## GOAL
Reproduce the lines below verbatim, leaving out the picture.

## DATA PROVIDED
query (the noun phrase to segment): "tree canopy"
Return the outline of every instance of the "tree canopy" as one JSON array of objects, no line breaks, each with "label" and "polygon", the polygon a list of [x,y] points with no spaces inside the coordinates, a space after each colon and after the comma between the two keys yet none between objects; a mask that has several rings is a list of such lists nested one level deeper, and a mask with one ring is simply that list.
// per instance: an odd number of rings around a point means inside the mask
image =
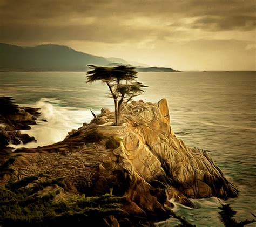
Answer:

## RESPONSE
query (the noun phrase to segment): "tree canopy"
Return the outline of every instance of the "tree canopy" as one JSON array of objects, no line breaks, each with "label" and "polygon", the polygon a list of [x,y] points with no spaces inside the coordinates, a space after each colon and after the comma between the two keys yet none between objects; a mask that has several rings is a list of such lists nested one level deeper, and a mask with one ring is simply that list.
// per instance: an odd number of rings around a point means inside the mask
image =
Answer:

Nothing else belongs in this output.